= Task to carry out =
Reproduce every record below exactly as written, but leave out any pictures.

= Source data =
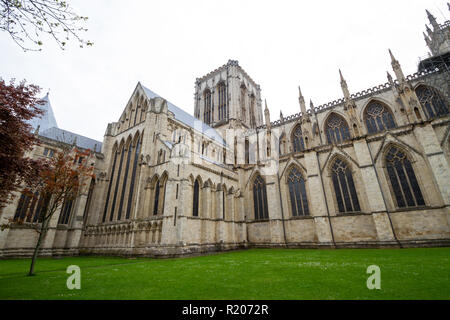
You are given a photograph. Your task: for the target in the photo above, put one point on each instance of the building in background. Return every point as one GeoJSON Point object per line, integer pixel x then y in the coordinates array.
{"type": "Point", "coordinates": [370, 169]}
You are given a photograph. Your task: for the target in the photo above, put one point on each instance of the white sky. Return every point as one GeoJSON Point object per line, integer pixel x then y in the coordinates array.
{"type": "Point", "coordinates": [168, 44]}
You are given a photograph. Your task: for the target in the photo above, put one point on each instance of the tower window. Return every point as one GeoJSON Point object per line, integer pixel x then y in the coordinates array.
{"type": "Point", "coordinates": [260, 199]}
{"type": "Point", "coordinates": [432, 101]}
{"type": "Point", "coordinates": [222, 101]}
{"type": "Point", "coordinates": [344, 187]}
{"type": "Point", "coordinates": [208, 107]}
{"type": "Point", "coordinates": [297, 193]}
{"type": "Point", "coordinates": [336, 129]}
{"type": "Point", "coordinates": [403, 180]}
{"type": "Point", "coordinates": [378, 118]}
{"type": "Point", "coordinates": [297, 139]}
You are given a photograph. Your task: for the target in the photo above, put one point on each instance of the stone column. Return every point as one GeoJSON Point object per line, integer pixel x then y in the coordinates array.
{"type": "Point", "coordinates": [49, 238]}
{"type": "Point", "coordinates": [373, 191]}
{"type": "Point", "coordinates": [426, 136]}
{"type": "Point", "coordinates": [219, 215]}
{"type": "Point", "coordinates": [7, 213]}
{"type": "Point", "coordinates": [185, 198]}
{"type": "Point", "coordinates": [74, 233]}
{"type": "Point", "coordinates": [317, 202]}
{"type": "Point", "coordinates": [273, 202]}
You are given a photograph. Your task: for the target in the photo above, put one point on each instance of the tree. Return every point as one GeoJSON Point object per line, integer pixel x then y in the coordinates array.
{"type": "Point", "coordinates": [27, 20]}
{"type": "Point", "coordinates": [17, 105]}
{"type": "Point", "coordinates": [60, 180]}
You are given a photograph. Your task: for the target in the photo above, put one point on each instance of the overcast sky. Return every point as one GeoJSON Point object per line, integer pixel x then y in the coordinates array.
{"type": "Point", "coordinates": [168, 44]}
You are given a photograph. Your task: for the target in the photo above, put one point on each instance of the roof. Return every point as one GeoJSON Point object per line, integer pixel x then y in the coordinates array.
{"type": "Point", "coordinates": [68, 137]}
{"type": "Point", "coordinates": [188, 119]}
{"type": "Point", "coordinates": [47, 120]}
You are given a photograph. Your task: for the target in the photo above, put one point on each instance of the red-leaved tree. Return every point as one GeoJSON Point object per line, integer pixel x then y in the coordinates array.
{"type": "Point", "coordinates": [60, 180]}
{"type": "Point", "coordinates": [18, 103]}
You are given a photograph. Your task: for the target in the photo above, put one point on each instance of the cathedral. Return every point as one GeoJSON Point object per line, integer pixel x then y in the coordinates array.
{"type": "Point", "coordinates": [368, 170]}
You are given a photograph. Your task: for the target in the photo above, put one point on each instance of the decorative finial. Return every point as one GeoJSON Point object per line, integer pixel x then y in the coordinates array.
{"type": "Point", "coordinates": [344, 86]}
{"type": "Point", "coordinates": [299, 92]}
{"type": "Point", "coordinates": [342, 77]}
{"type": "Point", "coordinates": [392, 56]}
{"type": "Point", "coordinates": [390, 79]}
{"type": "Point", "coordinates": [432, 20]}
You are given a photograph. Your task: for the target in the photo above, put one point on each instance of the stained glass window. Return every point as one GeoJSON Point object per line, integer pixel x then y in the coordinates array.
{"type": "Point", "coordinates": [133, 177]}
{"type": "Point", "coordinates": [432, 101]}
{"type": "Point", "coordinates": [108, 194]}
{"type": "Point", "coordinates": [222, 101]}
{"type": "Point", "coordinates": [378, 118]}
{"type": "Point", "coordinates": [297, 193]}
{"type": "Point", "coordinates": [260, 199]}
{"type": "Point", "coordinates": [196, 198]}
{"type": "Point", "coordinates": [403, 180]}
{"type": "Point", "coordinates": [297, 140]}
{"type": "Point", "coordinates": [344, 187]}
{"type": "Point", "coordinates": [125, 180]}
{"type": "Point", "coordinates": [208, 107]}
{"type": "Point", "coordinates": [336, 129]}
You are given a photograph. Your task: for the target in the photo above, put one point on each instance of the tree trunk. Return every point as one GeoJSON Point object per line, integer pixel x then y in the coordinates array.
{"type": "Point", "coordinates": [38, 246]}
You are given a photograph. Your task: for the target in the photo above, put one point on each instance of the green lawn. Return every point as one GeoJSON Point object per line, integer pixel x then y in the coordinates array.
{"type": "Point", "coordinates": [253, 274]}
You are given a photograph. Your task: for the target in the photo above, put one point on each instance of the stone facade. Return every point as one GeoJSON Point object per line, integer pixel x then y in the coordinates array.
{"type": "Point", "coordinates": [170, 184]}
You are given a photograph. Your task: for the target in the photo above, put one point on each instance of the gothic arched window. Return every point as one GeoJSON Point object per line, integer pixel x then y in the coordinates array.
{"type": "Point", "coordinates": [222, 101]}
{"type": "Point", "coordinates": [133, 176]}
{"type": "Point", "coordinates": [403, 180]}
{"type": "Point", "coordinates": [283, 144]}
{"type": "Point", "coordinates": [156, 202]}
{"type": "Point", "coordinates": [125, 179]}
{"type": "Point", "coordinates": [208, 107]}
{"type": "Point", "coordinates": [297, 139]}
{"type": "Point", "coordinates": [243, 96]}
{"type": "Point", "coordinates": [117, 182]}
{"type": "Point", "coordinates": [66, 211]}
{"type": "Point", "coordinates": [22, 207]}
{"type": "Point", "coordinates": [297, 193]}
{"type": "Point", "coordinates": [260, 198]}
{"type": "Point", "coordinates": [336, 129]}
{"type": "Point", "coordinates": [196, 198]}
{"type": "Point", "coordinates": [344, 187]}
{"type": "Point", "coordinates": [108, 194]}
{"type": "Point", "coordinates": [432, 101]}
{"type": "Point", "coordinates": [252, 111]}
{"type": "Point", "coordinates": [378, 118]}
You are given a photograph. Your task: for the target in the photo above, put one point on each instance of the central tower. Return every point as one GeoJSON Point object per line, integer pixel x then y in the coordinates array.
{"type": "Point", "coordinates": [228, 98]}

= Reply to the exercise =
You are given a photograph. Your task: for the target in the photo above, put one point on each instance of the building in background. Return every point as one GeoJSON Point object per line, integer pixel x then y in the coordinates array.
{"type": "Point", "coordinates": [370, 169]}
You are given a photograph. Your task: for the target in the photo above, put one point on each instance of the white sky. Return every point as one GeoJSON Point object per line, integer pixel x then y in the coordinates array.
{"type": "Point", "coordinates": [168, 44]}
You are given a photograph. Your task: for the target in the photo above, put one point on each instance of the tower window. Return every point as one GeoJSON Point object per line, integer pixel x then y in the coordinates array.
{"type": "Point", "coordinates": [260, 199]}
{"type": "Point", "coordinates": [432, 101]}
{"type": "Point", "coordinates": [222, 101]}
{"type": "Point", "coordinates": [344, 187]}
{"type": "Point", "coordinates": [208, 107]}
{"type": "Point", "coordinates": [297, 193]}
{"type": "Point", "coordinates": [336, 129]}
{"type": "Point", "coordinates": [403, 180]}
{"type": "Point", "coordinates": [378, 118]}
{"type": "Point", "coordinates": [297, 139]}
You are given a photograph. Your task: for the target in the photo above, put one point on each instance of the stone column. Return every point as one GeoJSON Point object per line, integer pixel x then y in the coordinates array.
{"type": "Point", "coordinates": [49, 238]}
{"type": "Point", "coordinates": [373, 191]}
{"type": "Point", "coordinates": [426, 136]}
{"type": "Point", "coordinates": [219, 215]}
{"type": "Point", "coordinates": [7, 213]}
{"type": "Point", "coordinates": [185, 198]}
{"type": "Point", "coordinates": [74, 233]}
{"type": "Point", "coordinates": [317, 202]}
{"type": "Point", "coordinates": [273, 202]}
You are given a photograph. Your task: for the target in the photo above, put one point on each instance of the tree. Return every point as one GeoJSON Point object per line, integer pixel x then y in the coordinates array.
{"type": "Point", "coordinates": [27, 20]}
{"type": "Point", "coordinates": [17, 105]}
{"type": "Point", "coordinates": [60, 180]}
You are given a photograph. Your task: for the target in the photo above, put one point on each instance of the overcast sky. Return every point as one GeoJSON Point object per line, integer pixel x then y in the coordinates array.
{"type": "Point", "coordinates": [168, 44]}
You are given a photograph. Your task: for the target in the photo above, put one point on each instance of the roof. Return every point as one GeoJSON Point object per line, integer pixel x then y in the coordinates array.
{"type": "Point", "coordinates": [68, 137]}
{"type": "Point", "coordinates": [188, 119]}
{"type": "Point", "coordinates": [47, 120]}
You are given a photograph. Your task: for the target in the photo above, put one point on each instance of the red-leaved tree. Return every point as one GeoJSON Point object per line, integer pixel x then y in the coordinates array.
{"type": "Point", "coordinates": [60, 180]}
{"type": "Point", "coordinates": [18, 103]}
You are given a photograph. Your task: for the target in the photo above, put one point on each instance of the cathedral. Return every point as one GeoJSON Point object per line, integer pixel x then y in the coordinates array.
{"type": "Point", "coordinates": [368, 170]}
You are given a photograph. Your task: for the target in the photo above, put one point on each instance of the decorative finial. Return every point as one GeoJSON Point object per line, integer pixel x then y in the coordinates array.
{"type": "Point", "coordinates": [344, 86]}
{"type": "Point", "coordinates": [299, 92]}
{"type": "Point", "coordinates": [342, 77]}
{"type": "Point", "coordinates": [392, 56]}
{"type": "Point", "coordinates": [390, 79]}
{"type": "Point", "coordinates": [432, 20]}
You are given a photograph. Your task: for the target in the photo above, put one point on each instance of the stained glass window. Return every point as one GeoJSON Point object per line, integer pixel x then y in the coordinates array.
{"type": "Point", "coordinates": [133, 177]}
{"type": "Point", "coordinates": [432, 101]}
{"type": "Point", "coordinates": [108, 194]}
{"type": "Point", "coordinates": [222, 101]}
{"type": "Point", "coordinates": [378, 118]}
{"type": "Point", "coordinates": [297, 193]}
{"type": "Point", "coordinates": [260, 199]}
{"type": "Point", "coordinates": [196, 198]}
{"type": "Point", "coordinates": [403, 180]}
{"type": "Point", "coordinates": [297, 140]}
{"type": "Point", "coordinates": [344, 187]}
{"type": "Point", "coordinates": [125, 180]}
{"type": "Point", "coordinates": [208, 107]}
{"type": "Point", "coordinates": [336, 129]}
You are given a photograph. Your task: for the target in the photo above, put one point on each instance of the tree trunk. Return every point as one GeoJSON Point object per line, integer pixel x then y in the coordinates array.
{"type": "Point", "coordinates": [38, 246]}
You are given a photograph. Your task: for the target in the photo above, put one point on each instance of the green lawn. Return every point as one GeoJSON Point object per line, integer pixel x then y in the coordinates array.
{"type": "Point", "coordinates": [253, 274]}
You are given a photograph. Your task: for the target in the photo above, put one point on each instance of the stone facade. Return every point as one GeoJSON Point object per line, integer pixel x then y in the coordinates array.
{"type": "Point", "coordinates": [170, 184]}
You are given a photograph. Your task: for the target in the photo above, put one point on each instance of the gothic arched window. Return every point as one GeoJSON Point object per line, integer pixel x then y in the coordinates array.
{"type": "Point", "coordinates": [222, 101]}
{"type": "Point", "coordinates": [133, 176]}
{"type": "Point", "coordinates": [403, 180]}
{"type": "Point", "coordinates": [283, 144]}
{"type": "Point", "coordinates": [156, 202]}
{"type": "Point", "coordinates": [125, 179]}
{"type": "Point", "coordinates": [208, 107]}
{"type": "Point", "coordinates": [297, 139]}
{"type": "Point", "coordinates": [243, 96]}
{"type": "Point", "coordinates": [117, 182]}
{"type": "Point", "coordinates": [66, 211]}
{"type": "Point", "coordinates": [22, 207]}
{"type": "Point", "coordinates": [297, 193]}
{"type": "Point", "coordinates": [260, 198]}
{"type": "Point", "coordinates": [336, 129]}
{"type": "Point", "coordinates": [196, 198]}
{"type": "Point", "coordinates": [344, 187]}
{"type": "Point", "coordinates": [108, 194]}
{"type": "Point", "coordinates": [432, 101]}
{"type": "Point", "coordinates": [252, 111]}
{"type": "Point", "coordinates": [378, 118]}
You are given a photograph. Your task: for the target in the photo above, put one point on each instance of the central tower. Return every point as one GeoJSON Point object per line, integer pixel x then y in the coordinates array.
{"type": "Point", "coordinates": [228, 98]}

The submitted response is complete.